• **Exercise set**
**a)** In the holiday favorites post, what does the writer give as Oprah Winfrey's real middle name?
**b)** Shorten the paragraph of the holiday favorites post that begins "They were originally on the list," keeping its main facts.
**c)** Quote the holiday favorites post word for word, starting with "It’s the most" and going on through "for you Oprah!".

----- Extract -----

It’s the most wonderful time of the year. The holiday season is upon us and now it’s time for my favorite thing: making Oprah Winfrey cry in her stately manor with Gayle wiping away her tears with $100 bills. IT’S THE POP PROJECT FAAVVVORRRITTEE THIIINNGGGSSS!!! Like every year, please read that in your best Oprah voice. I know that you’ve been waiting all year for this and frankly, it’s well deserved.
I’m coming for you Oprah!
So without further ado, let’s dive into what exactly my favorite things are. Like last year, I’m a broke-ass bitch, so I am unable to give these out for free. There would be a master list but I’m that broke of a bitch and I lost that ability. We know who is responsible for that. But I’m not too broke to give you the most excellent list of 2019. If I was Oprah Gail Winfrey, yes that is her real middle name, I’d grab a box of tissues and Gayle now. She’s going to be 100% shook by my list.
I don’t know about you but I’m living for the number of sex bops that we have gotten in 2019. I wish I could name some of them but there were too many to keep track of. If you have been living under a rock, a sex bop is a good song that makes you want to dance and also screw someone. Pretty much, it’s a song that’s going to make you want to grind your genitals up against someone else in the club. Or experience a sexual awakening. Whichever comes first. Pun intended. This year has been the year for sex in music and going “fuck yes!.” We all love a good sex bop. Everyone will be receiving a copy of the Top 10 sex bops of 2019. You’re welcome for all the sexy times you will be having.
Cast of Riverdale
They were originally on the list of my favorite things back in 2017 and frankly, they have been aging like fine wine. I’m still obsessed with “Riverdale.” Sure, I truly have no clue what’s going on 98% of the time, but it’s a quality show with a bunch of hot people on it. The “teens” are hot, the parents are hot, even the pets are hot. What is in the water beside drugs? Whatever it is, it made everyone super hot and I want some of that.
Cheryl Blossom is still the queen of the town and the real star of the show. Dem Abs have seemed to take a backseat to ongoing stupidity that is Archie Andrews. His GQ photoshoot is still what dreams are made of though. They are all the bee’s knees.
Everyone will be going home with a copy of Cheryl Blossom’s cookbook called “A hint of Maple Syrup and Destruction: how to proper ruin people lives,” a guide on how to make homemade Jingle Jangle, membership to the Josie and the Pussycat’s vinyl record club, and your own Betty Cooper ponytail. I’ll even throw in the scene where Toni Topaz and Cheryl Blossom screw. It will change your life.

----- Supplied information -----

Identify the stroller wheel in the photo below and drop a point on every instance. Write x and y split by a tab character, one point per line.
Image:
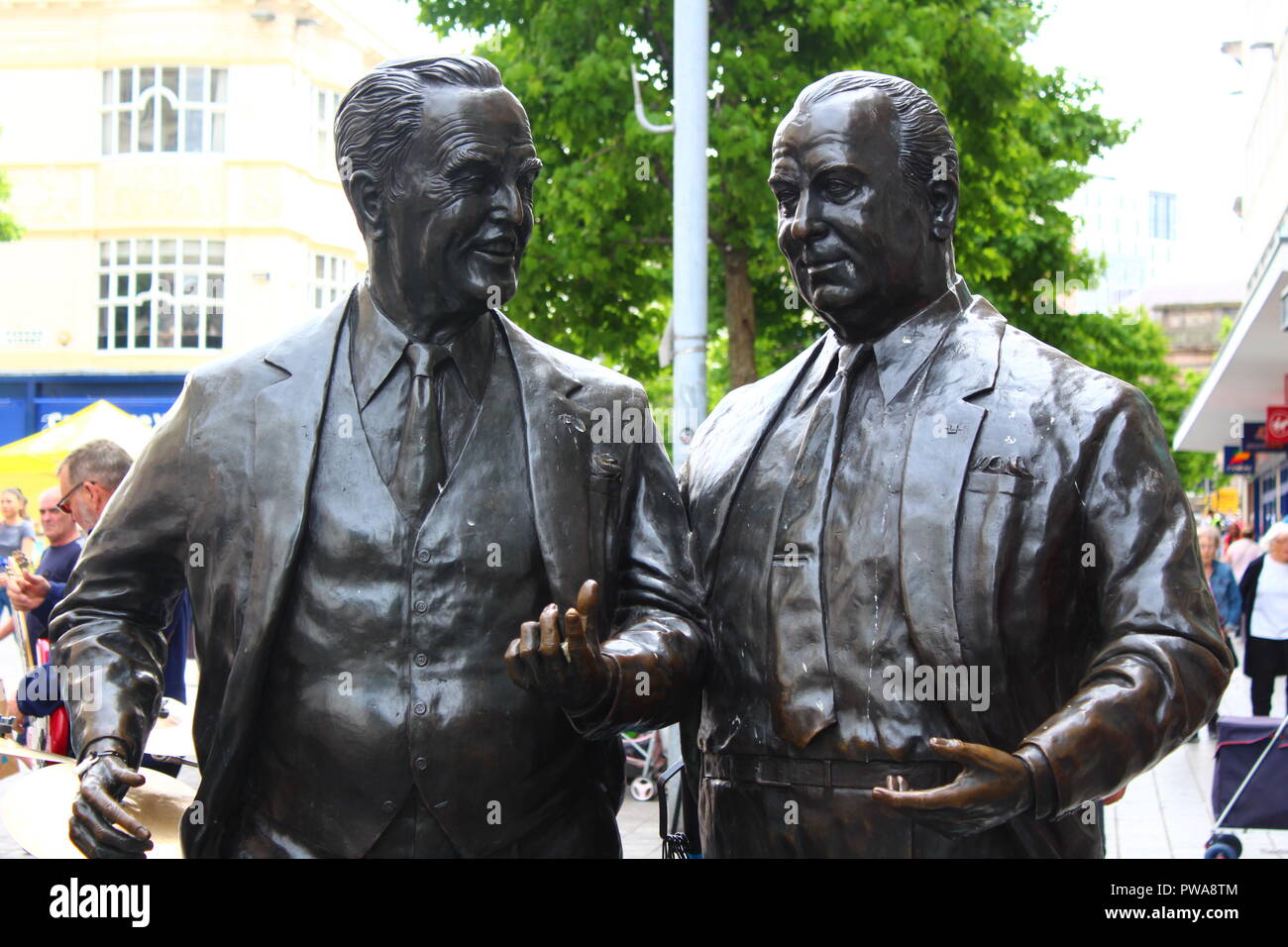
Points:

-----

• **The solutions**
**a)** Gail

**b)** The Riverdale cast first made the writer's favorites list in 2017 and has aged like fine wine since. The writer is still obsessed with the show despite being lost 98% of the time, calling it a quality show full of hot people (teens, parents and even pets) and wanting whatever in the water made everyone that way.

**c)**
It’s the most wonderful time of the year. The holiday season is upon us and now it’s time for my favorite thing: making Oprah Winfrey cry in her stately manor with Gayle wiping away her tears with $100 bills. IT’S THE POP PROJECT FAAVVVORRRITTEE THIIINNGGGSSS!!! Like every year, please read that in your best Oprah voice. I know that you’ve been waiting all year for this and frankly, it’s well deserved.
I’m coming for you Oprah!